> THE INPUT:
▬▬▬▬▬▬▬▬▬▬

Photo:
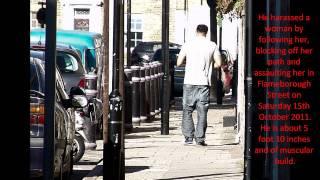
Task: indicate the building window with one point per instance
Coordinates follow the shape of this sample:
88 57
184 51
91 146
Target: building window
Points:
81 19
34 21
136 34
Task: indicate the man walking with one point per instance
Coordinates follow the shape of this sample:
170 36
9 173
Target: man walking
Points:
200 54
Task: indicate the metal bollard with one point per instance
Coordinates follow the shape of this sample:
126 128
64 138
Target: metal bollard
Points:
152 92
160 84
143 115
128 97
91 85
147 89
156 88
135 95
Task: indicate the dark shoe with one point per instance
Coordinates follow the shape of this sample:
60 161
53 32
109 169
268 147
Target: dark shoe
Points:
202 143
188 141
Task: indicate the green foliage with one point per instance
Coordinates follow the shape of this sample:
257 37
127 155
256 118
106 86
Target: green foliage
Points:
235 7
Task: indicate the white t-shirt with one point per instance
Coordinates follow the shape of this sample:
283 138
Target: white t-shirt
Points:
200 54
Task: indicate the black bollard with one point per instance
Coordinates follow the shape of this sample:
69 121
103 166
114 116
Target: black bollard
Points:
143 115
147 90
156 88
128 97
135 95
160 74
152 92
91 85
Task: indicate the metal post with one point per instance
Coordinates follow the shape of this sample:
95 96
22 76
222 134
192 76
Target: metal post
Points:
165 59
114 150
128 90
105 84
248 94
143 115
135 95
127 96
156 88
121 86
50 88
160 74
152 110
129 33
147 89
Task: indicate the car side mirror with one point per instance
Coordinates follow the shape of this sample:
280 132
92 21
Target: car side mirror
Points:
79 101
76 90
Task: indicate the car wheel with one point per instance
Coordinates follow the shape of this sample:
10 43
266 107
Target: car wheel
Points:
99 129
78 148
67 174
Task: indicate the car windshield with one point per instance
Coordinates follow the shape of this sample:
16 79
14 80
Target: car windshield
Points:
68 63
173 55
37 76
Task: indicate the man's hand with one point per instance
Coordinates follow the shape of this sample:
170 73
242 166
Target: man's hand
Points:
181 57
217 59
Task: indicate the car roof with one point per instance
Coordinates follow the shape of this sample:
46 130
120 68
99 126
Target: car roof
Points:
59 47
71 37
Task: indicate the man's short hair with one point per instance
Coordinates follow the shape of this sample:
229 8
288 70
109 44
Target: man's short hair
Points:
202 28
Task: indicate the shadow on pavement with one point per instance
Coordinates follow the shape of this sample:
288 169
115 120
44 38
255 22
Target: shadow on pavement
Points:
149 129
87 162
135 136
229 121
135 158
132 169
140 147
79 174
210 175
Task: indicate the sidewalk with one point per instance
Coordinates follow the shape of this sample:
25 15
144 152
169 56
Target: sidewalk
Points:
150 155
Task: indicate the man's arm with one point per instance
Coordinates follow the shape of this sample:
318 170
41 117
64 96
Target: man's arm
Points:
217 58
181 57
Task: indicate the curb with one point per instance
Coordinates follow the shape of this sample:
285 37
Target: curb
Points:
96 172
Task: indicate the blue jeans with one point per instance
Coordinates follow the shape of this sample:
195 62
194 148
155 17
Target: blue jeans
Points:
195 97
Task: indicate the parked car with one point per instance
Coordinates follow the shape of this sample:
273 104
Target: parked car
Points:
145 50
177 73
90 47
64 122
74 74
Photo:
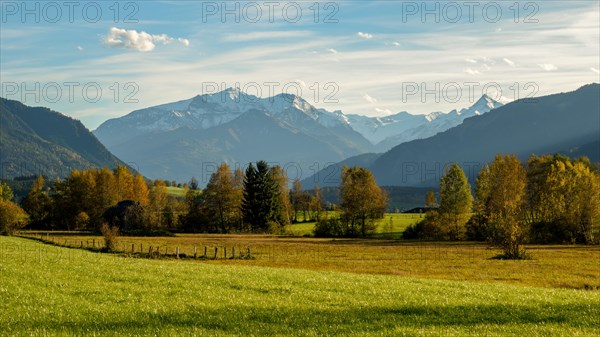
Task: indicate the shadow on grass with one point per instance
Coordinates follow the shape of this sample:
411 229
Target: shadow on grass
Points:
251 320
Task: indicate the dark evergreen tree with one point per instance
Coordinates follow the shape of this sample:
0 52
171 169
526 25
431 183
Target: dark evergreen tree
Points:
260 202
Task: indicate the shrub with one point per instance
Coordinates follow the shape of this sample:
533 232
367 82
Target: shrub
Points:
426 229
110 234
552 232
330 228
274 227
12 217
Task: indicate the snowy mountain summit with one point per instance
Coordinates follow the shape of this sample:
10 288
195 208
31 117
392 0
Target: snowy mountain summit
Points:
208 111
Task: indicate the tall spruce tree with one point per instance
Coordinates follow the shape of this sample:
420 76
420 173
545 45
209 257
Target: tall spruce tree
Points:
456 202
260 202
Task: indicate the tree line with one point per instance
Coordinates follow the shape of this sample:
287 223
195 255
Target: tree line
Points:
550 199
255 200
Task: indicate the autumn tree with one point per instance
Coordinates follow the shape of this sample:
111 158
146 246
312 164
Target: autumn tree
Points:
362 201
297 199
140 191
12 217
220 199
159 198
37 203
504 199
562 199
5 192
123 183
430 201
284 211
316 203
456 203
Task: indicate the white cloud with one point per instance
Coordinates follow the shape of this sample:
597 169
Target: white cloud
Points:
383 111
301 82
548 66
268 35
472 71
509 62
140 41
369 99
183 41
364 35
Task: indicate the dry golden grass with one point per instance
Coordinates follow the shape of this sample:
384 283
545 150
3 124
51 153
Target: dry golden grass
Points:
556 266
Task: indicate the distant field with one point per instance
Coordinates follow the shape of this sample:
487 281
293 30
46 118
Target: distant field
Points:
385 228
176 191
48 290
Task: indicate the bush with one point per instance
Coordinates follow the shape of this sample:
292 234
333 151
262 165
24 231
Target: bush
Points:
478 229
12 217
330 228
110 234
274 227
426 229
552 232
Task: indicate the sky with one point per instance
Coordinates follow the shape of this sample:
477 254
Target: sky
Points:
103 59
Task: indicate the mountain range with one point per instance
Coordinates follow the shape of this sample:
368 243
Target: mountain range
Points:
389 131
190 137
37 140
567 123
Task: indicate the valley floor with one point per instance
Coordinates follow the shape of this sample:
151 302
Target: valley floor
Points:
51 290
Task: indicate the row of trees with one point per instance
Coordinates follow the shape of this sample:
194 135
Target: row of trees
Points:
257 200
550 199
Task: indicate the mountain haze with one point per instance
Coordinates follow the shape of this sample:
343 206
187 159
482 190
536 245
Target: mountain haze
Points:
190 137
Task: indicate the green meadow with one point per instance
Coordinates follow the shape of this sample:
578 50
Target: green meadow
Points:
51 290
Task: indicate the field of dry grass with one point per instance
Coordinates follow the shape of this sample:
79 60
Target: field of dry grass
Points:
553 266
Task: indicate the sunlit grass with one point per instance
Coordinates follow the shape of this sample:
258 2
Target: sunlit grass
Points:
557 266
47 290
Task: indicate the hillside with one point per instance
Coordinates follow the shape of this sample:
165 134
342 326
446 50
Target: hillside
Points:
37 140
542 125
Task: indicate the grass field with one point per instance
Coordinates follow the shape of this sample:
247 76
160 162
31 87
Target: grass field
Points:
49 290
559 266
176 191
390 227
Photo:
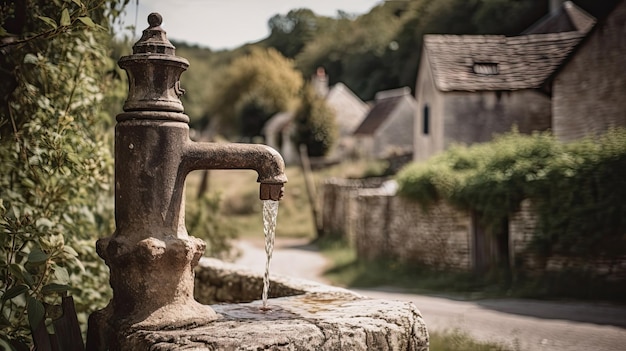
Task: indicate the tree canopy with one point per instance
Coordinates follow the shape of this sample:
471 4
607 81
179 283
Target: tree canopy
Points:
253 88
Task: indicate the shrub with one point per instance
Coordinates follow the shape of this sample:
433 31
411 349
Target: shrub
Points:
56 161
315 124
577 188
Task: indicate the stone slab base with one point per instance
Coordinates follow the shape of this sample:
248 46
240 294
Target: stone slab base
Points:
318 318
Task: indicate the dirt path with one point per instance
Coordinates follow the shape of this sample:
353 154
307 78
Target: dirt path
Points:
523 325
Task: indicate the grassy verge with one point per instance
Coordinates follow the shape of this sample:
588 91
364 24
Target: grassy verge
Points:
456 340
346 270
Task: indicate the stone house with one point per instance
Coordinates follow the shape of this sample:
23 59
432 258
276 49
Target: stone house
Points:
565 74
388 127
471 87
588 89
349 112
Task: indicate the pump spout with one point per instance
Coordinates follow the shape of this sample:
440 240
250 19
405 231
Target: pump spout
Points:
266 161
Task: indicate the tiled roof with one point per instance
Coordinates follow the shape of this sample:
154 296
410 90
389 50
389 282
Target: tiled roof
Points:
386 102
569 17
496 62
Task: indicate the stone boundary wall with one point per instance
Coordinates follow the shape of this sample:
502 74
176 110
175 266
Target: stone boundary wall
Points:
522 226
337 204
392 227
379 225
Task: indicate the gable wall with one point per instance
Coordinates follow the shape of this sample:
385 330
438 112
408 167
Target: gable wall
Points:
426 146
590 92
474 117
396 133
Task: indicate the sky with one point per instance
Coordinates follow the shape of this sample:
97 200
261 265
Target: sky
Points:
227 24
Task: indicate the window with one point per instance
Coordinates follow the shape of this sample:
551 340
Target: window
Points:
486 68
426 120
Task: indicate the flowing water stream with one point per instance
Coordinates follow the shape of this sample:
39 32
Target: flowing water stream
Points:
270 212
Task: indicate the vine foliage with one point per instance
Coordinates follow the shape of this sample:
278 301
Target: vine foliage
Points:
55 159
577 189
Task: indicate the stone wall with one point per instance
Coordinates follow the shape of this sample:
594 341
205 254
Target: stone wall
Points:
337 205
522 226
589 91
381 225
392 227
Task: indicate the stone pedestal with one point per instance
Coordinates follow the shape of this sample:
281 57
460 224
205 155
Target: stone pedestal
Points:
313 317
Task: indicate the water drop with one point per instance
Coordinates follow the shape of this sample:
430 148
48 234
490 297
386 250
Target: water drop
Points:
270 212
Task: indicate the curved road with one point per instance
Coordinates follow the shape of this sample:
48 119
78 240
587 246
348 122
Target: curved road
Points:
522 325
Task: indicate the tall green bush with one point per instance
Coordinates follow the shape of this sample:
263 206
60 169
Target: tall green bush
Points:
315 124
55 159
577 189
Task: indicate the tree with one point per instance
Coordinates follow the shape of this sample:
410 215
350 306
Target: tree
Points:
252 89
55 157
315 124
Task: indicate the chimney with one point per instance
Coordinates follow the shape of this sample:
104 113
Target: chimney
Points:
555 6
320 82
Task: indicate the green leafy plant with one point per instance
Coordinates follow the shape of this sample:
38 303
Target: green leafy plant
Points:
315 124
56 161
577 189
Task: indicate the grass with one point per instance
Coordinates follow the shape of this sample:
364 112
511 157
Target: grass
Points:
346 270
456 340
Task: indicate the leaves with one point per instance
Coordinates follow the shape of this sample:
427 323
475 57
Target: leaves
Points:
36 312
14 292
37 256
65 18
56 161
87 21
49 21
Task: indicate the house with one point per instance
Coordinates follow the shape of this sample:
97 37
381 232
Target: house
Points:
471 87
564 74
388 127
563 17
349 112
588 89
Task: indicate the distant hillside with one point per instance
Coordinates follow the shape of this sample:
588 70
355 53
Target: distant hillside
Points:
376 51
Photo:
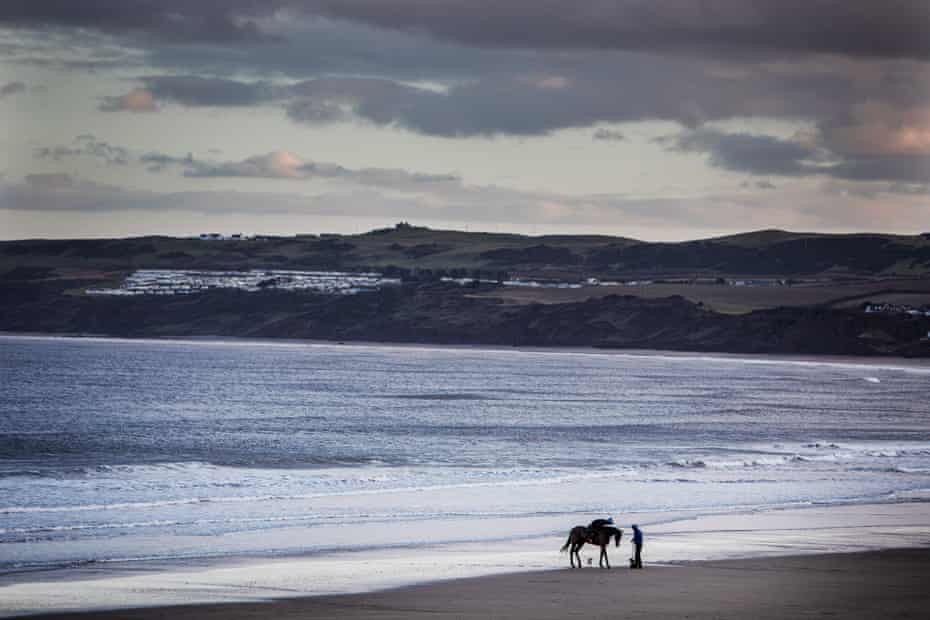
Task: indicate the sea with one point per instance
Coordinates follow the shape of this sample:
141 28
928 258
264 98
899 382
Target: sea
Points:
148 451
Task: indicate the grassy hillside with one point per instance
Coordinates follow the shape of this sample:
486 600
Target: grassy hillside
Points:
764 254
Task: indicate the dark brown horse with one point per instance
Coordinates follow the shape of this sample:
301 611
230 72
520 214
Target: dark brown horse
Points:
600 537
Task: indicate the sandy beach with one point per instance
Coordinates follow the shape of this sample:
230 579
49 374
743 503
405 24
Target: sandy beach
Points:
883 584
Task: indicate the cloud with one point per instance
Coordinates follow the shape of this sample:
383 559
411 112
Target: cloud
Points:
755 154
137 100
758 185
802 155
231 21
11 88
191 90
891 29
200 91
608 135
87 146
286 165
874 128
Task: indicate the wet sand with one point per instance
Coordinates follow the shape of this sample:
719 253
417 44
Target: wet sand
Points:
882 584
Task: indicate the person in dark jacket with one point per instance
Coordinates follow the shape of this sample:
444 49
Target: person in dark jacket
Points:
637 560
599 523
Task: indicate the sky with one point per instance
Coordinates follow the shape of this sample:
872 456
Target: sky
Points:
654 119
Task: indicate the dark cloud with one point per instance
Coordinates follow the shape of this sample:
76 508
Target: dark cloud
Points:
802 156
755 154
157 162
899 168
285 165
200 91
889 29
230 21
608 135
11 88
137 100
86 146
895 28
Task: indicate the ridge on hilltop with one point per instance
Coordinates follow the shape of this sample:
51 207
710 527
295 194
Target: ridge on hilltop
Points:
762 291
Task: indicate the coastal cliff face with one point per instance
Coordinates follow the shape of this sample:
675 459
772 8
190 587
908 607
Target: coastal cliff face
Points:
452 314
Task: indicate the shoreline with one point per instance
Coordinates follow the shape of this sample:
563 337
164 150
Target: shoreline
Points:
920 363
761 537
886 583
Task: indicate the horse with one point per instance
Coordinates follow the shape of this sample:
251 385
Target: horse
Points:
582 534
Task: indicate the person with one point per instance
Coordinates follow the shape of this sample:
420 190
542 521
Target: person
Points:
599 523
637 560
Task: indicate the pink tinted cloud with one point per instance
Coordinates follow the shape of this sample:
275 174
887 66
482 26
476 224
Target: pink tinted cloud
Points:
137 100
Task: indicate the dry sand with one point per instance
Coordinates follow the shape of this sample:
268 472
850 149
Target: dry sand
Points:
882 584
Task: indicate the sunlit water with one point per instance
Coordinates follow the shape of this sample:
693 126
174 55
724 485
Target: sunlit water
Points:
113 450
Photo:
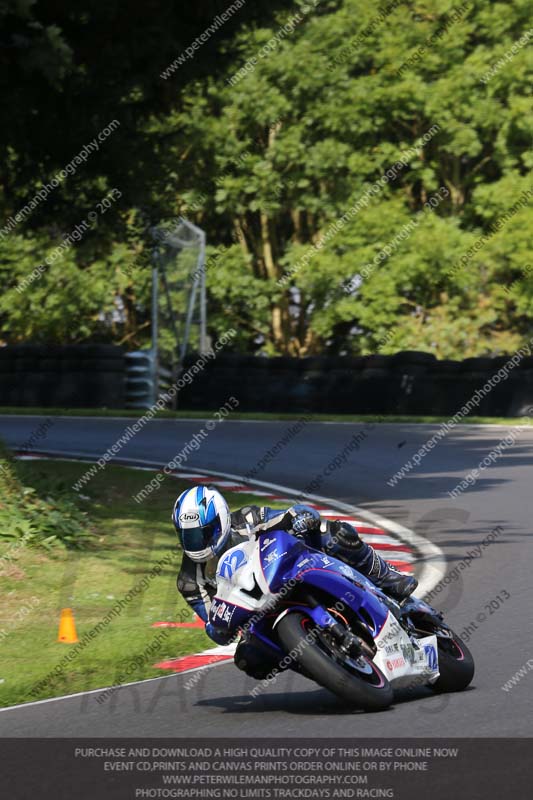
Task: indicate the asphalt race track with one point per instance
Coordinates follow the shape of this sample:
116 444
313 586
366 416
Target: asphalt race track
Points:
219 703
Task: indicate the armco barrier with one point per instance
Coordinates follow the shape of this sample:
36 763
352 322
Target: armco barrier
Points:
410 383
70 376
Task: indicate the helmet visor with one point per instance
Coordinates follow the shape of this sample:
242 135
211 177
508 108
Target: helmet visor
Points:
197 540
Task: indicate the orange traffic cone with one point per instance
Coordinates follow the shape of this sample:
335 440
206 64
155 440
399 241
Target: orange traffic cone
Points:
67 628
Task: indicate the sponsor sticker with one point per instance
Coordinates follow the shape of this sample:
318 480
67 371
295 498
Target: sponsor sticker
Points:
189 516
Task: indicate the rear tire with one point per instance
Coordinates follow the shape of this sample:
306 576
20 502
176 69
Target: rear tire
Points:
456 665
368 689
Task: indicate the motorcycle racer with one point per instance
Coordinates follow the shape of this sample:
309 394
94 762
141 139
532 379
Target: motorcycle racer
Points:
206 529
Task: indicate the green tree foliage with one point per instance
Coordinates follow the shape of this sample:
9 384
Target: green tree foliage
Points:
267 138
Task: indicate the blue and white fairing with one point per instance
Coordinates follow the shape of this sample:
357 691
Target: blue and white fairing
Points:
254 577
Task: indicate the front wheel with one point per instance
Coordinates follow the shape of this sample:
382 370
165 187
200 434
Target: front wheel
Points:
354 678
456 665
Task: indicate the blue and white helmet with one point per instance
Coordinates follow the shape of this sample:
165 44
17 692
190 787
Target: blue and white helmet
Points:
202 520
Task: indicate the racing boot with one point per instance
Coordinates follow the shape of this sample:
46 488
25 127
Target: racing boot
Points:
394 583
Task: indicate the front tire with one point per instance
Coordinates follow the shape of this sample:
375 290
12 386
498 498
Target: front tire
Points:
356 680
456 665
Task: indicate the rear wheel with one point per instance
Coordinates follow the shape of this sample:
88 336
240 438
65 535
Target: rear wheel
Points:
456 665
355 677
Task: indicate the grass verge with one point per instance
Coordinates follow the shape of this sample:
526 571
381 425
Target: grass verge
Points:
128 541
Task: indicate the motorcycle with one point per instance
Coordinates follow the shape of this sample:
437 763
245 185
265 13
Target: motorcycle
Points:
318 616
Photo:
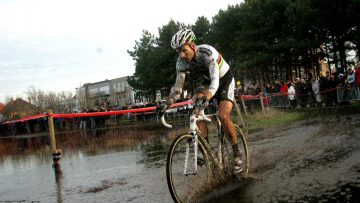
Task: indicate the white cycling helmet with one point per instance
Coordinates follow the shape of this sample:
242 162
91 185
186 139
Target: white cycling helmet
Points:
182 37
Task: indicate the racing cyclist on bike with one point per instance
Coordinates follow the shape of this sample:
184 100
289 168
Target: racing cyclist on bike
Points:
217 81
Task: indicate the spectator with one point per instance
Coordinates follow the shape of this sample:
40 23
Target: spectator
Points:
303 93
315 86
357 80
291 95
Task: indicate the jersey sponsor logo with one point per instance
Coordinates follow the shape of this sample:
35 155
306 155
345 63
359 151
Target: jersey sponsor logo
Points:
205 51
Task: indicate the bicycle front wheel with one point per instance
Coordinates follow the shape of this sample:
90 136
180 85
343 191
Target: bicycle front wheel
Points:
186 179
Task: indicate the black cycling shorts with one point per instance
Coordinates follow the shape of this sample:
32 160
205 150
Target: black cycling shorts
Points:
226 88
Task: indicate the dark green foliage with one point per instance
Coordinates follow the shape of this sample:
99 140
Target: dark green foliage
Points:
260 39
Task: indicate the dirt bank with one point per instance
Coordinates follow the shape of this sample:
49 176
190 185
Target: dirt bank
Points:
313 160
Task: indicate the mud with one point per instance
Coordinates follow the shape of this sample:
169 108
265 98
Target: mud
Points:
314 160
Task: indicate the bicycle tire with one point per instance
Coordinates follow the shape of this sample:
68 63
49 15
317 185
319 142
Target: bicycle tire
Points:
227 155
183 188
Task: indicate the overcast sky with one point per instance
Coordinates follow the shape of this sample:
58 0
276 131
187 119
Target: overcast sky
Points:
59 45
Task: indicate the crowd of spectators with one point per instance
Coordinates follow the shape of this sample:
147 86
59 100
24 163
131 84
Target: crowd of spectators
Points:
329 90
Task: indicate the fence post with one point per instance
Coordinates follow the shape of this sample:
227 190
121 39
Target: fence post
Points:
244 106
262 104
56 153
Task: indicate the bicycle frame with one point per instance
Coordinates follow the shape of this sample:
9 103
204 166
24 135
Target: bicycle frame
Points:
194 131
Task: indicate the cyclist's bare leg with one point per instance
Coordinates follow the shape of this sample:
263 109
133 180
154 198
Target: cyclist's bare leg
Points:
225 108
203 129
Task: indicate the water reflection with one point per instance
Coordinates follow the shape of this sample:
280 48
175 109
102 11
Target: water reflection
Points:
105 165
58 180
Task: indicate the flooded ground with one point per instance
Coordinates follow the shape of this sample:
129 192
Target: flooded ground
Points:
314 160
112 166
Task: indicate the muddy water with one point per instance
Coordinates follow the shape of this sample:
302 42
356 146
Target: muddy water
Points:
103 166
314 160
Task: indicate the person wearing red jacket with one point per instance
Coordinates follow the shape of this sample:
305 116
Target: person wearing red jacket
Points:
357 80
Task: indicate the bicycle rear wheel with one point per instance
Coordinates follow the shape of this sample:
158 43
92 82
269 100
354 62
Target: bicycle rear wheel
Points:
228 152
183 184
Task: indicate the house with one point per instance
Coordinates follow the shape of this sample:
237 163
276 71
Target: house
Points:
108 93
19 108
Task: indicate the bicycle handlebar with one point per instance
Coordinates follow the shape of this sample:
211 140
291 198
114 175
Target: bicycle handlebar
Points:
200 117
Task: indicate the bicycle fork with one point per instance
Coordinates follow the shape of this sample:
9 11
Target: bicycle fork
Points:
195 141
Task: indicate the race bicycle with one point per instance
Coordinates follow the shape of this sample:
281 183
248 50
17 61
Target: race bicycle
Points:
193 163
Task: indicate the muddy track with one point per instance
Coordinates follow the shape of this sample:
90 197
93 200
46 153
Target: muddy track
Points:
313 160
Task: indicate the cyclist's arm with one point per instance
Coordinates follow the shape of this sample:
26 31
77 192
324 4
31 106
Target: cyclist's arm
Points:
176 90
215 79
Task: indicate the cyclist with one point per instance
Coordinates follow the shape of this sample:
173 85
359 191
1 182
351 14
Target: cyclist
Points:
216 81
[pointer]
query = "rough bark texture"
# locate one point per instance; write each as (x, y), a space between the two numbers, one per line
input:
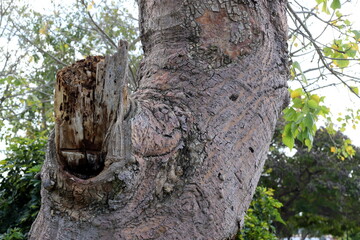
(181, 157)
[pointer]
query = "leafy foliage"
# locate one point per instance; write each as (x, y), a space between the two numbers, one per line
(19, 189)
(323, 64)
(319, 191)
(261, 215)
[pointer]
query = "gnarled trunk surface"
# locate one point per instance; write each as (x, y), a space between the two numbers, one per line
(179, 158)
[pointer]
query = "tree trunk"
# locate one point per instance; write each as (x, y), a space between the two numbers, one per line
(180, 158)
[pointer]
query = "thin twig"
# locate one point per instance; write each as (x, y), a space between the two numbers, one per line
(318, 50)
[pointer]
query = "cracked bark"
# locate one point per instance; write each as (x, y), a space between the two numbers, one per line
(181, 157)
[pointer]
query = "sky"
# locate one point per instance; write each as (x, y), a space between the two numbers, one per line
(336, 98)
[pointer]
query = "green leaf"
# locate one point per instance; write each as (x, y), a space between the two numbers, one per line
(335, 4)
(355, 90)
(309, 121)
(290, 114)
(313, 104)
(328, 51)
(288, 141)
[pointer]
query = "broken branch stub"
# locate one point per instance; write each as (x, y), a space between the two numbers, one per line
(90, 105)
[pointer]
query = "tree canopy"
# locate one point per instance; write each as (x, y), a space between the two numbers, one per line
(319, 192)
(36, 44)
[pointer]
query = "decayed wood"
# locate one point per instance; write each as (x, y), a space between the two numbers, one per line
(184, 161)
(90, 101)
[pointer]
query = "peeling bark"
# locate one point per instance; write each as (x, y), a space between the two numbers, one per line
(181, 157)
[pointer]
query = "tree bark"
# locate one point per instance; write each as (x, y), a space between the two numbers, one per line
(180, 158)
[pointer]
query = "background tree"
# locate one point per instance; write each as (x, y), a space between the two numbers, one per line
(155, 163)
(91, 28)
(319, 191)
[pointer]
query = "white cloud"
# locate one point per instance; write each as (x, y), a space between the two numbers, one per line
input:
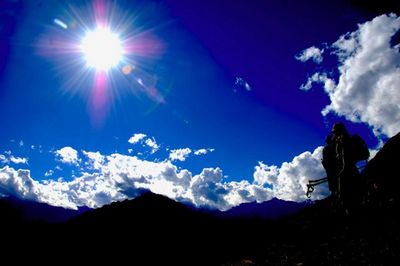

▬▬▬▬▬▬▬▬▬▬

Counting every line that holds the string "bare", give the total for the data above and nothing else.

> ANSWER TO THIS PROBLEM: 2